What you should do: In the records, find every line with the word "TARGET" and copy it out.

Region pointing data

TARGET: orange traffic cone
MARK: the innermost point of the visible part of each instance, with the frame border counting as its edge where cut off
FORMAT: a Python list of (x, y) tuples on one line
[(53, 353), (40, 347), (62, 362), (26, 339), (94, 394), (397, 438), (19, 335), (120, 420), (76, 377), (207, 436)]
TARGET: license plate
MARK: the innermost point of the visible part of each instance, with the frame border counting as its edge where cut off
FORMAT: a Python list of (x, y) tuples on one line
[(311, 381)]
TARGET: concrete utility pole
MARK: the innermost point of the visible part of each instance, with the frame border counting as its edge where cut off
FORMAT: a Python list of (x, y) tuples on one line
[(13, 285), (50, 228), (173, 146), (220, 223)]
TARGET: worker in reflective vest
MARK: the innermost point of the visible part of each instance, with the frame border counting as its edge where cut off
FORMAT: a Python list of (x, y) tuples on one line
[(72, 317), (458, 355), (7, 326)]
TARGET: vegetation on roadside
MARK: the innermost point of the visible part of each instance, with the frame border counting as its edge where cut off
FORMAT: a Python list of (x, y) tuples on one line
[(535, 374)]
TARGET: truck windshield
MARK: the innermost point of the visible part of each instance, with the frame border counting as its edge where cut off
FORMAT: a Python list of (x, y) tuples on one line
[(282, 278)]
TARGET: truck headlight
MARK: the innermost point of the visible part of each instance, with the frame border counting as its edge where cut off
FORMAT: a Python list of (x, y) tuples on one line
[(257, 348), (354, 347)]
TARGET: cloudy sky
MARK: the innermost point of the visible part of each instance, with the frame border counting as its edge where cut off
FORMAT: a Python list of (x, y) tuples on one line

==

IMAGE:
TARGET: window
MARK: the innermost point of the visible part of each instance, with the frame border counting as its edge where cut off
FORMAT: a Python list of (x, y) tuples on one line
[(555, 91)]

Answer to this problem:
TARGET: orange traffic cone
TARGET: license plate
TARGET: concrete utility pole
TARGET: worker in reflective vest
TARGET: vegetation on roadside
TARGET: truck windshield
TARGET: truck headlight
TARGET: cloudy sky
TARGET: window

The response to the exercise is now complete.